[Instructions]
1: In the milk-sharing post, how many women responded to the plea for donor breastmilk?
2: Carry on the post about milk sharing from its last sentence.

═════ Provided text

Disclaimer: I am sharing my personal experience about milk sharing and resources available for moms interested in pursuing it. This is not intended as medical advice. There are inherent risks in accepting breastmilk from others so please keep that in mind. The FDA advises against milk sharing so take that for what it’s worth.
I posted last week about a family here in Savannah facing unspeakable tragedy when a woman and her mother were killed in a car accident leaving behind her husband and three children, the youngest of which is a nursling. The baby refused formula and would not eat adding to the family’s stress in a time of grief. A local woman reached out to different social media groups in a desperate plea for donor breastmilk and over three hundred women answered the call. I myself donated and shared among my local community. This was not my first time donating milk though. Last time I donated to a local mama whose supply had dipped. What surprised me was how many people didn’t know about milk sharing so I thought it was about time I wrote this post.

══════════
═════ Exercise data

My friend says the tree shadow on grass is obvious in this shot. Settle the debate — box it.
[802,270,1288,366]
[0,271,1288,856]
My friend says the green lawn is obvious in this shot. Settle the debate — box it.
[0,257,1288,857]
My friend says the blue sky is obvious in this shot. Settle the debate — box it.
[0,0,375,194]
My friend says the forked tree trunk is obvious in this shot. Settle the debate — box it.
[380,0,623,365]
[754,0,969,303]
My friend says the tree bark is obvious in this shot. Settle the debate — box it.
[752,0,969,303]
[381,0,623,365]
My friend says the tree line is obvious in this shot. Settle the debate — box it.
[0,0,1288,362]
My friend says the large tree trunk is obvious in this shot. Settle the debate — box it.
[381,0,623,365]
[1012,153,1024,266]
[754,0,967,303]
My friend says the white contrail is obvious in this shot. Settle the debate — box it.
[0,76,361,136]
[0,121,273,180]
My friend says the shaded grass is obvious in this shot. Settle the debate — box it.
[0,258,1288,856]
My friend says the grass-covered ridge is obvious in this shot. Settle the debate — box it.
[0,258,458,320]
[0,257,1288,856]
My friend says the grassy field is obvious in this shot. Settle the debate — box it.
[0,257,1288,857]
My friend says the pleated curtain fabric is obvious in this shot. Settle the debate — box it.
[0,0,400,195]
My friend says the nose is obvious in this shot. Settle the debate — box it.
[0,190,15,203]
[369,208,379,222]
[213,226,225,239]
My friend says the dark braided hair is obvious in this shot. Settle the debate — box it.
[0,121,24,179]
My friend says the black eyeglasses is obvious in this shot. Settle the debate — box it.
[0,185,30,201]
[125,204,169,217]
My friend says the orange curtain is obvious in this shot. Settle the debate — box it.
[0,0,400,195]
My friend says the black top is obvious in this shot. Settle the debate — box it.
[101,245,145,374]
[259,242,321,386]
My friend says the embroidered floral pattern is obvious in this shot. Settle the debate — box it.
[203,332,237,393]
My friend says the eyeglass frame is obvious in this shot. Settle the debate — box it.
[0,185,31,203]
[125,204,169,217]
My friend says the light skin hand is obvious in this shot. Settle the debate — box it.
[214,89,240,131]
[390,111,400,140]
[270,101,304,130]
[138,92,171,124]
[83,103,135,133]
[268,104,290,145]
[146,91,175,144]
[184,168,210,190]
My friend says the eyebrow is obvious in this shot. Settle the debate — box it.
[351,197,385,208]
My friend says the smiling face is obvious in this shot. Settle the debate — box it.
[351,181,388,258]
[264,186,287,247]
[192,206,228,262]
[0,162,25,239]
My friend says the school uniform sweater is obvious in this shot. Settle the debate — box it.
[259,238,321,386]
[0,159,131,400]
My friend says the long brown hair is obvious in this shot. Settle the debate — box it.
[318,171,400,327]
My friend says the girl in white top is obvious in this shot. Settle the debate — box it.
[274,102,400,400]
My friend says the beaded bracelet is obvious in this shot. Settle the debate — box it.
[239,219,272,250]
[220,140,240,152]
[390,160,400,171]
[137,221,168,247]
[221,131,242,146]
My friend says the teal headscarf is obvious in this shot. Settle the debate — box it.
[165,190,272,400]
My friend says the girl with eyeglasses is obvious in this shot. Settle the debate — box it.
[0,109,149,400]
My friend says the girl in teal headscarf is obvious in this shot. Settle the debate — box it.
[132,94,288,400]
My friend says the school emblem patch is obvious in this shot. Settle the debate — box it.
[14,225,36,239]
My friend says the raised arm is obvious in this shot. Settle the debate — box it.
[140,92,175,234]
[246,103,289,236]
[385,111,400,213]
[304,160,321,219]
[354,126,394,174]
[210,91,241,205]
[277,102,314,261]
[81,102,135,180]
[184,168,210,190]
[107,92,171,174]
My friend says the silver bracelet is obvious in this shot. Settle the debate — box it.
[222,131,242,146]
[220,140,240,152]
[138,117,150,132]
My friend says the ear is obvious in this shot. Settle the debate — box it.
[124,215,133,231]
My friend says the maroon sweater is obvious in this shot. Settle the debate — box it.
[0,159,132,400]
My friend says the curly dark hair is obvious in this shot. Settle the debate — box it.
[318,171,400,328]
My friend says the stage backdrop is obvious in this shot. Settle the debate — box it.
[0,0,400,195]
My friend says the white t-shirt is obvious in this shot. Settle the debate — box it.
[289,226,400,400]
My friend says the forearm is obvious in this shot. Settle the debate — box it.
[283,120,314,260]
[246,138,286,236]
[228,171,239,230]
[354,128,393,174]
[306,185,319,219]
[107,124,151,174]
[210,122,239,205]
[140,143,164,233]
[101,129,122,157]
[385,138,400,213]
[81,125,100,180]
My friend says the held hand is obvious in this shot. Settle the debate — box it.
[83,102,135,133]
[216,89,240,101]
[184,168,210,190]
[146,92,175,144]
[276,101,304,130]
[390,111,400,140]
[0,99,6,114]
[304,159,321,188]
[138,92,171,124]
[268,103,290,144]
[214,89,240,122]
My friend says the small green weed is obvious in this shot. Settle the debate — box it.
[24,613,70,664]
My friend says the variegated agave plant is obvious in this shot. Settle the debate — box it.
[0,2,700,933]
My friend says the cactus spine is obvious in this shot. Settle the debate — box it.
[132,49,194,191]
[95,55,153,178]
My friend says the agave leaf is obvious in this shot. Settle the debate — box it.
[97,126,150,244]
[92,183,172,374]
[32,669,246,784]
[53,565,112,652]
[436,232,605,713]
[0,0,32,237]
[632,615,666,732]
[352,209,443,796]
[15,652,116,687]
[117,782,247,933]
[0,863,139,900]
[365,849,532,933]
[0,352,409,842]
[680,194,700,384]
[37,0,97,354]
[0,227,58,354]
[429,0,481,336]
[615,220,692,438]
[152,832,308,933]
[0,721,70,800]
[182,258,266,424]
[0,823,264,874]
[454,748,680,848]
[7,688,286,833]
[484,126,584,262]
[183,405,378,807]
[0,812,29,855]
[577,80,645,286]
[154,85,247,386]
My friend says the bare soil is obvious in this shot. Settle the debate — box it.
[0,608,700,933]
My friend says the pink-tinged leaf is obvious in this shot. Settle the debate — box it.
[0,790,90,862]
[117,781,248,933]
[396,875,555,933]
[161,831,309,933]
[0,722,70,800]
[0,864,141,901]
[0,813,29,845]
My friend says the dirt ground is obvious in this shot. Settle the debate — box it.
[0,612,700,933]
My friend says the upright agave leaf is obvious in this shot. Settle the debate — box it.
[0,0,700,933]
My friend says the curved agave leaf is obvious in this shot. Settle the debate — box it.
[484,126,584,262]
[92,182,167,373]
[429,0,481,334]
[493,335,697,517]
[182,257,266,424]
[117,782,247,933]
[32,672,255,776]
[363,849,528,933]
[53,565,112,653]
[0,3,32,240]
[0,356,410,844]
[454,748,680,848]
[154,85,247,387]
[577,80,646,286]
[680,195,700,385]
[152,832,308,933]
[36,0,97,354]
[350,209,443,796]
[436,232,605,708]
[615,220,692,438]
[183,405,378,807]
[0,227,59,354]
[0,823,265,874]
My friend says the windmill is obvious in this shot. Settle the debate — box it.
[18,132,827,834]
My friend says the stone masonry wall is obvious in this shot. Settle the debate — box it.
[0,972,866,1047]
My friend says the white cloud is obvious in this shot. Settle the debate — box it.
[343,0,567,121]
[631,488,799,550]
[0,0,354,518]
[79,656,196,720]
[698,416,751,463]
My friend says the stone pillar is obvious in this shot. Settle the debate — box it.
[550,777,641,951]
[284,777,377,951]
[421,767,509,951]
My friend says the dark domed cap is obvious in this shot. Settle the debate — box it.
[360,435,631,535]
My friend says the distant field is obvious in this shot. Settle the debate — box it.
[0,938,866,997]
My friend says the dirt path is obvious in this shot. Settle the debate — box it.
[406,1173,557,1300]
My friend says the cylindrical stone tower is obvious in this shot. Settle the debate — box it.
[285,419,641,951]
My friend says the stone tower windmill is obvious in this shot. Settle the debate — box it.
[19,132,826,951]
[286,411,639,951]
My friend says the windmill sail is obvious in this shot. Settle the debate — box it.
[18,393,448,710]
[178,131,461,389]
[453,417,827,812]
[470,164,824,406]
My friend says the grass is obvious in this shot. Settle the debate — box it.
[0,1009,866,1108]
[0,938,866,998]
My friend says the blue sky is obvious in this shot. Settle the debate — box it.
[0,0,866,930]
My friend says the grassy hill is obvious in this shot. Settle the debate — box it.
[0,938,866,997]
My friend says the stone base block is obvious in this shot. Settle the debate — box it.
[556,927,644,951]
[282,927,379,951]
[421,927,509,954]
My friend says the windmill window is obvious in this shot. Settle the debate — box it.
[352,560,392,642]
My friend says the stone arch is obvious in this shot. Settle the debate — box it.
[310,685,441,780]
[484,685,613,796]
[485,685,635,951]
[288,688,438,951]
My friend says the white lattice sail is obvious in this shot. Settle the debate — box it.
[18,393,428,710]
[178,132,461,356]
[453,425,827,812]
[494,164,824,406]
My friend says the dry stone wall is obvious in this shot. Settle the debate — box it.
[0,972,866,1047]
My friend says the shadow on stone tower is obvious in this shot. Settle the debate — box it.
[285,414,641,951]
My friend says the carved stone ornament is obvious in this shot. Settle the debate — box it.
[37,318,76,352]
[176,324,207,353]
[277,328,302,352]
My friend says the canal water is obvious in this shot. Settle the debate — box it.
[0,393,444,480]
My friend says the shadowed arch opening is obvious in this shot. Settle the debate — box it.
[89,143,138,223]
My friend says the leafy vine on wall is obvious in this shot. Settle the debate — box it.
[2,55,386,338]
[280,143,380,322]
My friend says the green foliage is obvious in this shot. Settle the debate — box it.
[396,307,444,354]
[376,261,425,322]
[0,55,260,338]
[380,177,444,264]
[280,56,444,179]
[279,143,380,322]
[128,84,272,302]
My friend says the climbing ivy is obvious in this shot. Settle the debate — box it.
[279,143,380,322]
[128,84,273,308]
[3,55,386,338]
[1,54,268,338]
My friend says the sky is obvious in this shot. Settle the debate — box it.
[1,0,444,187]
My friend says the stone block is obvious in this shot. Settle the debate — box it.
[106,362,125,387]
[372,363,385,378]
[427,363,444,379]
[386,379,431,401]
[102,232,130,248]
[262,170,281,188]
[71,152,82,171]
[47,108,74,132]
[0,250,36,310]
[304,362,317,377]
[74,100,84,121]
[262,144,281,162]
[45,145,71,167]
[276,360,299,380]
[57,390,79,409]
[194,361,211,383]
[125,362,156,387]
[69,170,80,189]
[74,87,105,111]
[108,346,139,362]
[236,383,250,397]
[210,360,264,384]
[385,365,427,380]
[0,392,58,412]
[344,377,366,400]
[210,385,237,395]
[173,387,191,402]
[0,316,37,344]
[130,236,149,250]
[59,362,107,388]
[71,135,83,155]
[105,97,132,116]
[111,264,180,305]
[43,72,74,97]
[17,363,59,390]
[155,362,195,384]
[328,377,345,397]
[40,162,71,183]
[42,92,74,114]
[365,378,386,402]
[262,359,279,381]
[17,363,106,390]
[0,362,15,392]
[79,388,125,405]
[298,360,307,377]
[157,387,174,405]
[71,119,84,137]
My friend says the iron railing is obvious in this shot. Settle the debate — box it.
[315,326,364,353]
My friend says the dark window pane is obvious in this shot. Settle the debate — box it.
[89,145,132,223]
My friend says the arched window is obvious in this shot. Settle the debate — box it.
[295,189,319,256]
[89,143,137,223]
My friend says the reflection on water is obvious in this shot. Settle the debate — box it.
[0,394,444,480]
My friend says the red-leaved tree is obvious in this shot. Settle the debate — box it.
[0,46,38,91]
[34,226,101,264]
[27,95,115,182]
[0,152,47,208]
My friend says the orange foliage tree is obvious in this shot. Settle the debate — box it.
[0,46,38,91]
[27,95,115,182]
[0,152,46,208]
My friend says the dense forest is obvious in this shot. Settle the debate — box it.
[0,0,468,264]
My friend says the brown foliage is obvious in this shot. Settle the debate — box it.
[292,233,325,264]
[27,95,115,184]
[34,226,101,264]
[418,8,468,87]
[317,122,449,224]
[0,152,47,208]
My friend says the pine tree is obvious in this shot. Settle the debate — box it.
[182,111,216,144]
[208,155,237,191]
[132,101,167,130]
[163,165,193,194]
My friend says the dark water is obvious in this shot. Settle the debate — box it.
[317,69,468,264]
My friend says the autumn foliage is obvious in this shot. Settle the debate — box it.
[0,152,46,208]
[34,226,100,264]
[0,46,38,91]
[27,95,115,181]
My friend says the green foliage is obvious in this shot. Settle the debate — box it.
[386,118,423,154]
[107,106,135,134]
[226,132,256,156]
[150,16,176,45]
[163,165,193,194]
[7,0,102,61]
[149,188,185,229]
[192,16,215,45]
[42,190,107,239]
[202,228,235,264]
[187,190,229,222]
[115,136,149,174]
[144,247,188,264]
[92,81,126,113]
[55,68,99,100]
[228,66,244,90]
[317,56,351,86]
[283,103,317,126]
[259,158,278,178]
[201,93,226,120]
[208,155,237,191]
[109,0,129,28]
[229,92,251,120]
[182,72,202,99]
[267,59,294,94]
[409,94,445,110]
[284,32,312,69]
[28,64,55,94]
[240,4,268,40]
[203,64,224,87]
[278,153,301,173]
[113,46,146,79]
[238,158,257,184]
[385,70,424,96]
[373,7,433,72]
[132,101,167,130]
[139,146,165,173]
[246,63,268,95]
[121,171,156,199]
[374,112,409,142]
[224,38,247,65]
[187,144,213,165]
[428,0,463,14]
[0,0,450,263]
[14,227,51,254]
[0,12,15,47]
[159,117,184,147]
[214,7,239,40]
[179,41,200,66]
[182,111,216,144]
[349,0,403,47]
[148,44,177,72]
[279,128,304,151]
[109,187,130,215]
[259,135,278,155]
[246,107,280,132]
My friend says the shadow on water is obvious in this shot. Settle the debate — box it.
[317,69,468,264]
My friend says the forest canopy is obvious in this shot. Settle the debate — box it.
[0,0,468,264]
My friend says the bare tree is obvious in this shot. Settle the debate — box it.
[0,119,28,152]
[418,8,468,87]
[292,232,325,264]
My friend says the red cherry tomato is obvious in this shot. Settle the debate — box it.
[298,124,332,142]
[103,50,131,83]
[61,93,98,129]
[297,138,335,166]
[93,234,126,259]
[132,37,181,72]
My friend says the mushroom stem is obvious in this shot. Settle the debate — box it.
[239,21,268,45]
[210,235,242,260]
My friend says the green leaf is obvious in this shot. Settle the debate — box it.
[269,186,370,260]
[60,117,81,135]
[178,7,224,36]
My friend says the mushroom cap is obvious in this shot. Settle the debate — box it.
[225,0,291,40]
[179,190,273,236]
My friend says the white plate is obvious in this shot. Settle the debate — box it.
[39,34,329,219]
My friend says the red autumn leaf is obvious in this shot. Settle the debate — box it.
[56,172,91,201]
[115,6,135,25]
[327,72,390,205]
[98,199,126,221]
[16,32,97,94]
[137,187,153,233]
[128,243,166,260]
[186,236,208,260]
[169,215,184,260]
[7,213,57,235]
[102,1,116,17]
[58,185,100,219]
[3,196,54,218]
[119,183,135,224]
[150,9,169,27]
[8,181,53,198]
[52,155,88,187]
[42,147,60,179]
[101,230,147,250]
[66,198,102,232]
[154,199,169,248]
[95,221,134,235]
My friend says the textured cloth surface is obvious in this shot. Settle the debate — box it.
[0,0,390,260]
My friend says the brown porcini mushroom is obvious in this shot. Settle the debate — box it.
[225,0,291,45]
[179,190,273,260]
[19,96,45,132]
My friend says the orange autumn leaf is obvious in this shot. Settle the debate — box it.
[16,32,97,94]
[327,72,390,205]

══════════

[Answers to the exercise]
1: Over three hundred women answered the call.

2:
Back in January when I went started PA school and had to pump during the day I was extremely nervous that I would not be able to keep up with Bryn’s needs. I feel incredibly fortunate that I have had an excellent supply this entire time and have been able to provide enough milk to meet her needs as well as stock my freezer. When I realized that I had more than enough I reached out to Katie to discuss the possibility of donating. A milk bank wasn’t going to work so instead she suggest I consider milk sharing. And I did.
So what is milk sharing?
Milk sharing is when someone donates their extra breastmilk to another family. It’s more mom-to-mom than through a bank. A mom can be in need of milk for a number of reasons like low supply, baby is adopted or fostered, or heaven forbid something happens to the mother which is what happened here last week. Now I have to admit if this had been brought up to me before having kids or even right after Emmalyne was born I would have thought it was really weird. Now I see milk sharing as a gift that you can give to another person.
You see, these moms are just trying to keep their babies on breastmilk as long as they possibly can. For some babies breastmilk is medically necessary. For others, the mom is struggling to meet their child’s needs and wants to keep their baby on human milk for as long as possible. I can tell you that for all of these moms, regardless of the reason for their request, are extremely grateful for every donation, big or small.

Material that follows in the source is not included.